• AUFGABEN
1 > Gib aus dem Artikel über den Traktorkorso in Stralsund den Abschnitt von "Traktorenkorso mit 206" bis "letzter Aufruf: Traktorkorso!" Wort für Wort wieder.
2 > Welche Feldfrüchte werden laut dem Artikel über den Traktorkorso in Stralsund bisher in Klüssendorf angebaut? Nenne alle.
3 > Prüfe anhand des Artikels über den Traktorkorso in Stralsund, ob diese Aussagen stimmen. Antworte jeweils mit Ja oder Nein und zitiere die entscheidenden Worte: (a) Zwei Landwirte kamen mit ihren Traktoren aus Dannenberg in Niedersachsen. (b) Der Brief wurde Angela Merkel persönlich übergeben. (c) Möckelmann hat die Grünstreifen um Gewässer erst nach dem Greening angelegt.

• AUSGEWÄHLTER TEXT
Traktorenkorso mit 206 Traktoren auf dem Carl-Heydemann-Ring in Stralsund. Mehrere hundert Landwirte aus MV demonstrieren für freiwilligen und kooperativen Insektenschutz. (c) Gerd Rinas

Für kooperativen Insektenschutz – letzter Aufruf: Traktorkorso!

Mehrere Hundert Landwirte demonstrierten am Dienstag in Stralsund für mehr freiwilligen und kooperativen Insektenschutz und gegen eine Politik der Verbote und Einschränkungen im geplanten Aktionsprogramm.

Von Gerd Rinas

Trotz Minusgraden und Warnungen des Deutschen Wetterdienstes vor Schneeverwehungen demonstrierten am Dienstagvormittag mehrere Hundert Landwirte mit über 200 Traktoren in Stralsund für mehr freiwilligen und kooperativen Insektenschutz und gegen das geplante Insektenschutzgesetz. Vertreter von Bauernverband MV und Land schafft Verbindung MV übergaben einer Mitarbeiterin des Bundestagswahlkreises von Bundeskanzlerin Angela Merkel einen Brief, mit der Bitte, die Anliegen der Landwirtschaft stärker zu berücksichtigen. Die weiteste Anreise hatten zwei Landwirte, die mit ihren Traktoren aus dem niedersächsischen Dannenberg angereist sind.

Video (c) Gerd Rinas

Landwirt Ties Möckelmann ist sich sicher: „Wenn das Insektenschutzgesetz so kommt, dann wird es mit den weiten Fruchtfolgen im FFH-Gebiet eng.“ Bisher bauen sie in Klüssendorf bei Wismar Raps, Weizen, Gerste, Ackerbohnen, Zuckerrüben und Mais an. „Auf unserem schweren Boden im kupierten Gelände ist mechanische Unkrautbehandlung schwierig“, sagt der Landwirt nachdenklich. Schon vor dem Greening hat Möckelmann Grünstreifen um Gewässer angelegt. Mit dem Landschaftspflegeverband Nordwestmecklenburg arbeitet er gerade an einem Renaturierungsprojekt für sechs Sölle.

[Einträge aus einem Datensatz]
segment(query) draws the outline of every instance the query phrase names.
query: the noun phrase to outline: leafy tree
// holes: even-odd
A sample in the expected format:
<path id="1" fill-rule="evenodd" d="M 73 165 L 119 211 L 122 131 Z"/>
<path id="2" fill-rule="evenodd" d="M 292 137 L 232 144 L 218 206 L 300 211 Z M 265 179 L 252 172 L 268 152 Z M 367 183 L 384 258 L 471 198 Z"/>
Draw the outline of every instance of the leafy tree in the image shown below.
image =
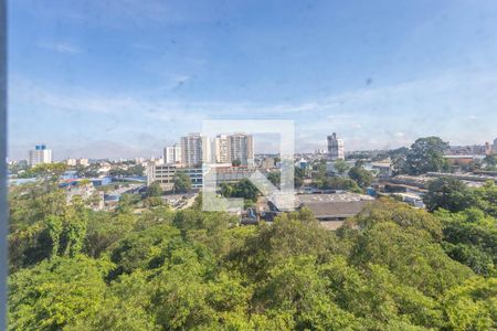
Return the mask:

• LÖSUNGEN
1 >
Traktorenkorso mit 206 Traktoren auf dem Carl-Heydemann-Ring in Stralsund. Mehrere hundert Landwirte aus MV demonstrieren für freiwilligen und kooperativen Insektenschutz. (c) Gerd Rinas

Für kooperativen Insektenschutz – letzter Aufruf: Traktorkorso!

2 > Raps, Weizen, Gerste, Ackerbohnen, Zuckerrüben, Mais

3 >
(a) Ja: „Die weiteste Anreise hatten zwei Landwirte, die mit ihren Traktoren aus dem niedersächsischen Dannenberg angereist sind.“
(b) Nein: „übergaben einer Mitarbeiterin des Bundestagswahlkreises von Bundeskanzlerin Angela Merkel einen Brief“
(c) Nein: „Schon vor dem Greening hat Möckelmann Grünstreifen um Gewässer angelegt.“